> YOUR GOAL: Copy the stretch from "But unless you’re" through "to anything meaningful." word for word from the text on currency exposure.

> EXTRACTED TEXT:
--------------------------------------------------

Currency Exposure through the Stock Market
To be sure, numerous ways exist to invest in currencies, from leveraged trading accounts to currency ETFs. My colleagues Sean Hyman, Evaldo Albuquerque and Chuck Butler, all over at the Currency Capitalist, are experts in trading currencies directly through those mechanisms.
But unless you’re trading currencies in leveraged fashion, in which a relatively small grubstake of, say, $10,000 controls $1 million or more of currency, then currency gains are slow to accumulate when you physically own the cash. After all, a big move in currencies might be just a handful of cents in a given year, and you’ll need to own huge sums of money for a few cents to add up to anything meaningful.
That’s why I’ve opened brokerage accounts in various corners of the world. I want the currency exposure, but I want it packaged with the growth opportunities that come from owning stocks.

--------------------------------------------------

> SUPPLIED INFORMATION:
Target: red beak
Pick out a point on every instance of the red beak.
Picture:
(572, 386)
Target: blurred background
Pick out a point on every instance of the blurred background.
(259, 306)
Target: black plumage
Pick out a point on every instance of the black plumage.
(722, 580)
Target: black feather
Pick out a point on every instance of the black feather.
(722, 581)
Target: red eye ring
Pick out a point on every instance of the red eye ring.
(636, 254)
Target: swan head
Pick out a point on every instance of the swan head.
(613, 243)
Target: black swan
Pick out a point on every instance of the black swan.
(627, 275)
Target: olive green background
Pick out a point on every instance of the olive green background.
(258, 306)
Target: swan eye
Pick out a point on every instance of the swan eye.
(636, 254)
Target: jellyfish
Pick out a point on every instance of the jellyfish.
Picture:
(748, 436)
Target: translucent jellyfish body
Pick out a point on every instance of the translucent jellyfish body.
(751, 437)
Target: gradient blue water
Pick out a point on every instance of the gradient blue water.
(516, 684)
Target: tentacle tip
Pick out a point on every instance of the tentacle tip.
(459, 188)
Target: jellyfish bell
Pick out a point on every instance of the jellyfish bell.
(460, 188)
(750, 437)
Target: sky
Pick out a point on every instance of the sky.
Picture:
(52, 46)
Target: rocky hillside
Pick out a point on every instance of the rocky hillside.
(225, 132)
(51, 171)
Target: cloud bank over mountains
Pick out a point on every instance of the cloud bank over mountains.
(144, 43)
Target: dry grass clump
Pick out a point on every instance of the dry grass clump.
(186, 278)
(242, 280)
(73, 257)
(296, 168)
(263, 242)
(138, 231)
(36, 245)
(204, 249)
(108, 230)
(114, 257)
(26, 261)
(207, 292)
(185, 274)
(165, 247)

--------------------------------------------------

> RESPONSE BOX:
But unless you’re trading currencies in leveraged fashion, in which a relatively small grubstake of, say, $10,000 controls $1 million or more of currency, then currency gains are slow to accumulate when you physically own the cash. After all, a big move in currencies might be just a handful of cents in a given year, and you’ll need to own huge sums of money for a few cents to add up to anything meaningful.